**Passage for review:**
::::::::

Dog overpopulation is a crappy thing, but holy hell is it not OK to go around chemically sterilizing people's dogs without any training or even indeed permission, which is what it sounds like is being contemplated here.

If your friend wants to do something about the overpopulation problem perhaps he should try to organize a group that could work to raise awareness of the problem and its solutions, and could work to bring veterinarians to his area to perform neutering and spaying operations, perhaps in conjunction with a trap-spay-release program. It would be hard but it might do a lot of good and could even be a seed for something bigger down the line.

Vigilantism is so not the solution here.
posted by Scientist at 1:55 PM on November 6, 2012 [2 favorites]


I don't feel like there is going to be a lot of good news here. If there were safe and easy chemical castration for female dogs - it would be a heck of a lot more popular. Fixing a female dog is expensive and requires anesthesia (which carries its own risks).
I would direct your questions to the ASPCA.


Just in case he decides to target male dogs- I would also warn against "rubber banding."

I feel for the guy and the poor dogs, but it might be one of those things where he can't do a heck of a lot.

::::::::

**Available data:**
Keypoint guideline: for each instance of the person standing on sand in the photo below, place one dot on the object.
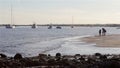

::::::::

**Prompt 1:**
Print the part of the dog overpopulation discussion from "If your friend" to "the solution here.".
**Prompt 2:**
Proceed with the dog overpopulation discussion, writing what would come after its final sentence.

**Exercise output 1:**
If your friend wants to do something about the overpopulation problem perhaps he should try to organize a group that could work to raise awareness of the problem and its solutions, and could work to bring veterinarians to his area to perform neutering and spaying operations, perhaps in conjunction with a trap-spay-release program. It would be hard but it might do a lot of good and could even be a seed for something bigger down the line.

Vigilantism is so not the solution here.

**Exercise output 2:**
posted by Blisterlips at 1:57 PM on November 6, 2012


Unfortunately there is not. But there are non-profit veterinary organizations who do this kind of work, he should contact them.
posted by fshgrl at 2:04 PM on November 6, 2012 [1 favorite]


Scientist, please re-read the OP. "There's a significant population of dogs with no owners who are socialized, and not dangerous, but who are having lots of puppies. Increasingly, my relative is becoming their caretaker."

How about contacting a global animal charity to see if they have any options? Or even contact the ASPCA to see if they know of any Asian equivalents that might help out?
posted by Joh at 2:19 PM on November 6, 2012


Ah indeed, I spaced the "no" in "dogs with no owners". My bad!
posted by Scientist at 2:21 PM on November 6, 2012


Veterinary medical schools often have summer programs where supervised students and veterinarians visit areas either in their own country or other countries to provide veterinary care for underserved areas.

The Philippines has several veterinary medical schools of its own, as do neighboring countries. I know students from the US and Canada will travel overseas as well and do coordinated work or visit other universities. Australian, Thai, and New Zealand schools of veterinary medicine also have exchange and service programs.

Here is the oldest Philippines-based school of veterinary medicine. It specifically lists one of its missions as service to areas with little access to veterinary care.

Institutes of public health may also have ways to fund veterinary care/services, as large numbers of roaming dogs without veterinary care (and rabies vaccinations) are public health concerns.

My point is that your relative had to get to the area he resides in somehow. So humans can get there with supplies. There are a significant number of false premises here, and the Philippines has laws about practicing veterinary medicine without a license. Your relative's ideas? Would constitute practicing medicine illegally.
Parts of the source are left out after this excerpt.